_GIVEN TASK_
Convert the rows below, from the first line through the line containing "point(55, 5)", into a JSON list of strings with one string per line and blank lines left out.

--- BEGIN ---

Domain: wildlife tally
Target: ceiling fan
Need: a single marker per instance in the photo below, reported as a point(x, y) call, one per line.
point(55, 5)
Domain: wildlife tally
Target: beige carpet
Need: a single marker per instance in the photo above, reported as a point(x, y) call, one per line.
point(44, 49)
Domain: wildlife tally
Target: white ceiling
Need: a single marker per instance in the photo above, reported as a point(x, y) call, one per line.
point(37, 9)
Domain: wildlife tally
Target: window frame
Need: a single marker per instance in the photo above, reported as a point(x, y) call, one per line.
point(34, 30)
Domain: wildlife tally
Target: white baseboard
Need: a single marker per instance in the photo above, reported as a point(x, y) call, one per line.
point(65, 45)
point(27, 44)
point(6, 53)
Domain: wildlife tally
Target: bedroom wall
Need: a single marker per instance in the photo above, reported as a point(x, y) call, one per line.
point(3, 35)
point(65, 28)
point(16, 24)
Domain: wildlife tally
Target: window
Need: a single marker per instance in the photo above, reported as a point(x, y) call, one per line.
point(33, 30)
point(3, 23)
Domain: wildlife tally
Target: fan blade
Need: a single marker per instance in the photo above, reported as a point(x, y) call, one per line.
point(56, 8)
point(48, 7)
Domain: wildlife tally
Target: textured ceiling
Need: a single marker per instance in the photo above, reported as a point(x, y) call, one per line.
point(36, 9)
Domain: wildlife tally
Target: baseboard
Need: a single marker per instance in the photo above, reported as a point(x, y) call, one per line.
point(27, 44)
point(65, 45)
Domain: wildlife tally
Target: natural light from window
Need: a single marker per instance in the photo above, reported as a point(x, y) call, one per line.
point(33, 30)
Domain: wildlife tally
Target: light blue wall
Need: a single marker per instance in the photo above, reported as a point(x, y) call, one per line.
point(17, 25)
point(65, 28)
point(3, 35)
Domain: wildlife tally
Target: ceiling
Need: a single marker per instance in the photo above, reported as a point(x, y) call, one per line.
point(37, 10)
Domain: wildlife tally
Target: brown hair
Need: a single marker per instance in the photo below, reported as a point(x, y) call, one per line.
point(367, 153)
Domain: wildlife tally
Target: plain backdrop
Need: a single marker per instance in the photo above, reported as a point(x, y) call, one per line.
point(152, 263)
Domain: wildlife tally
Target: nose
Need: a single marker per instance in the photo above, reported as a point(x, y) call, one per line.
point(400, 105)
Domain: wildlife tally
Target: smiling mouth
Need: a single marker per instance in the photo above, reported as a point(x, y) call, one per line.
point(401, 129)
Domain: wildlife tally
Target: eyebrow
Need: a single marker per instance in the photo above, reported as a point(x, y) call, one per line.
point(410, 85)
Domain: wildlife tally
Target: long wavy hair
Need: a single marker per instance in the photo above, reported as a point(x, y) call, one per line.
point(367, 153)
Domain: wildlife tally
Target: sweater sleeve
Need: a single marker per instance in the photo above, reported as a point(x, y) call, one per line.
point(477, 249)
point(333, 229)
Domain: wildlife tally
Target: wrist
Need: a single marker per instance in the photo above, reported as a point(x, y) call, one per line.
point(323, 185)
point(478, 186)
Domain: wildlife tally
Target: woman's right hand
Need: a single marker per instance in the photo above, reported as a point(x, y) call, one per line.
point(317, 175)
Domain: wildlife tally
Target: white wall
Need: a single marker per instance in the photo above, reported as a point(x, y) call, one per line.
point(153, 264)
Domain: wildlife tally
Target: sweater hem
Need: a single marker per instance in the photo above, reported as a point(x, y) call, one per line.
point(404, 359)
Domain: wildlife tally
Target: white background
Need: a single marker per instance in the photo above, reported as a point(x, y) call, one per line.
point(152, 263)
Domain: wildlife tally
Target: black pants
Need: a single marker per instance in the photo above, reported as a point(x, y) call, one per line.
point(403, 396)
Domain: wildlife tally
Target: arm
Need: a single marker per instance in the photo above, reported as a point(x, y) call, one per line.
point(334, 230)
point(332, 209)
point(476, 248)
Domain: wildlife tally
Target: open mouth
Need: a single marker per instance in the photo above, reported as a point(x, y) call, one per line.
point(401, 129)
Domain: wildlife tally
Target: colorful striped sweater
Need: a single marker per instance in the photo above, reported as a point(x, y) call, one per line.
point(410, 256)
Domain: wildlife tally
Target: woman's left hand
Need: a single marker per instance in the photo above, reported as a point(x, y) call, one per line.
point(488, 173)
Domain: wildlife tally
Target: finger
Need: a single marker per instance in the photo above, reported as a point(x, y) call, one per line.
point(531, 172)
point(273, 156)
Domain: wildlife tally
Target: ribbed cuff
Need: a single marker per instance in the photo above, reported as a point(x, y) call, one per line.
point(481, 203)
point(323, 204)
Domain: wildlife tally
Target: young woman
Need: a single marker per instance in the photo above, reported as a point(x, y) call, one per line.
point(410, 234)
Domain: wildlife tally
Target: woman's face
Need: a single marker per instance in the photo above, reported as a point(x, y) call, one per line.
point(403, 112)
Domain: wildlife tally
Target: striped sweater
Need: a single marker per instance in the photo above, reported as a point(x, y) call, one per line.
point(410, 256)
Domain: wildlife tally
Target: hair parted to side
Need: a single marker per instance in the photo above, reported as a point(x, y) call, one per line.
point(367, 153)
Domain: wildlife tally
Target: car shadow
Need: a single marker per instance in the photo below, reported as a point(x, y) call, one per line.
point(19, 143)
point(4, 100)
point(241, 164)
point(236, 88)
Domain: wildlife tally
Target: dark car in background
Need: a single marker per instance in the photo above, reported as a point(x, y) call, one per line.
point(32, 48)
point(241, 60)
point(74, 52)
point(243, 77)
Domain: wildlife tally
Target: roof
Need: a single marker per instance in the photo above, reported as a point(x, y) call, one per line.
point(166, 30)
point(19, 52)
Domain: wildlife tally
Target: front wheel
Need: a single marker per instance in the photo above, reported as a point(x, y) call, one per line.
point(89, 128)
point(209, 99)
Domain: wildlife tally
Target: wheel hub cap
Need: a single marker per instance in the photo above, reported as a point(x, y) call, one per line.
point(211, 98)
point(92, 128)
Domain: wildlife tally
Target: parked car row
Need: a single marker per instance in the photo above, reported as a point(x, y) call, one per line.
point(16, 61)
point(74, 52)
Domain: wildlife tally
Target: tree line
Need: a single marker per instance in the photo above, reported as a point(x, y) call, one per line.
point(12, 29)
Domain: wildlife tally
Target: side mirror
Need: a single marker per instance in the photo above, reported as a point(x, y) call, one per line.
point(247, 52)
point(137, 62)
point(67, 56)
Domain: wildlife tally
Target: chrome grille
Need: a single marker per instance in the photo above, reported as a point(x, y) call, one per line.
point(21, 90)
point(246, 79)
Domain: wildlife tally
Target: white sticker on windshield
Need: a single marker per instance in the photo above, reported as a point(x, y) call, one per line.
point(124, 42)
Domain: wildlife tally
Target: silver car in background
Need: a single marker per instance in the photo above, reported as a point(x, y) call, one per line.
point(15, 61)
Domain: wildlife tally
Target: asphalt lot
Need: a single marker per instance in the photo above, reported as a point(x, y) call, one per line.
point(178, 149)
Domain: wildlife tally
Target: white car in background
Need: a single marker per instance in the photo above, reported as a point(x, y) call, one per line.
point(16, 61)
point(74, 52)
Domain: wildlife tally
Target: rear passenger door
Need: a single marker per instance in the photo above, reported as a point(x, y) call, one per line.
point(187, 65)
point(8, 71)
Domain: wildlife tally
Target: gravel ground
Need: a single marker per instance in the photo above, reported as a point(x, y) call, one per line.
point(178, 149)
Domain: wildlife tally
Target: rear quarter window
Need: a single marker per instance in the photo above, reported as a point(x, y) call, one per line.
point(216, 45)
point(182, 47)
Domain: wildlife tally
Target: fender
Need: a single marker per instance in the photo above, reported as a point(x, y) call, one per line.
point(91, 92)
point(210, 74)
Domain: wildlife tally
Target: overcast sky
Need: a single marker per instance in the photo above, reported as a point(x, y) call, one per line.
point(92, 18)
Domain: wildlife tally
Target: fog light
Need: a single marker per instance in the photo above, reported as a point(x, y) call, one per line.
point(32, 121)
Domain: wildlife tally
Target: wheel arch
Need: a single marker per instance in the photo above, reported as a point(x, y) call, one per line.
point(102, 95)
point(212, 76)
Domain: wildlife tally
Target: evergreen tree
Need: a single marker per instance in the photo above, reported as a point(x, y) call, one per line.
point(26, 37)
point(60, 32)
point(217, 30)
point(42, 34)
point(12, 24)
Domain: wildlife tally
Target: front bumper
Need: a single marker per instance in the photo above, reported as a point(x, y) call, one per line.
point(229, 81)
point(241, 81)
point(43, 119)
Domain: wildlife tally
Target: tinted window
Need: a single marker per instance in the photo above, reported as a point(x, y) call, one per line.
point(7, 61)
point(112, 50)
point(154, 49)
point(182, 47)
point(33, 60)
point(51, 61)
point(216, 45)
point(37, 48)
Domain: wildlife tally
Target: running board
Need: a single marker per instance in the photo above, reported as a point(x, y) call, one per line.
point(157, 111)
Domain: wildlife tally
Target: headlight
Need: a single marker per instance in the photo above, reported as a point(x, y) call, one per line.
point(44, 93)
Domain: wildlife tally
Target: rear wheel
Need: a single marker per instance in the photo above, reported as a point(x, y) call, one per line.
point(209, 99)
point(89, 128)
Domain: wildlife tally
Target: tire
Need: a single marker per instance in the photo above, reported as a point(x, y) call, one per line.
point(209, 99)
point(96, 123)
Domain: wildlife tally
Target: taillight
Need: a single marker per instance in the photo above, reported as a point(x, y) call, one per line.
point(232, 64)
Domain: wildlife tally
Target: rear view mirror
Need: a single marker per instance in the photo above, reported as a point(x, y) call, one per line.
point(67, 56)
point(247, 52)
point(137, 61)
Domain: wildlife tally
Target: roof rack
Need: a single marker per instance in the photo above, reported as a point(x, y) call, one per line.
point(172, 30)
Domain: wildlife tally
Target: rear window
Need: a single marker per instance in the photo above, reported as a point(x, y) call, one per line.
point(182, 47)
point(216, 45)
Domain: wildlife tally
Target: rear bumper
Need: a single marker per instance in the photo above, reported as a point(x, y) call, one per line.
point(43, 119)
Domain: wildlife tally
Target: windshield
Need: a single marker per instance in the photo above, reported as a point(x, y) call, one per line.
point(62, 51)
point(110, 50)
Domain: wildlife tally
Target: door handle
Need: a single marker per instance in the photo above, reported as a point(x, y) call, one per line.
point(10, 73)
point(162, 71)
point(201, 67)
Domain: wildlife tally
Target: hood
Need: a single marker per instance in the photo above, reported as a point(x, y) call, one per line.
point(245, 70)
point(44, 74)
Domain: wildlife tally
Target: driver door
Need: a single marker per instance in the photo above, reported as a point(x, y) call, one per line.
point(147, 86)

--- END ---

_OUTPUT FOR THIS TASK_
[
  "Domain: wildlife tally",
  "Target: ceiling fan",
  "Need: a single marker per instance in the photo below, reported as a point(x, y) call, one per line.",
  "point(55, 5)"
]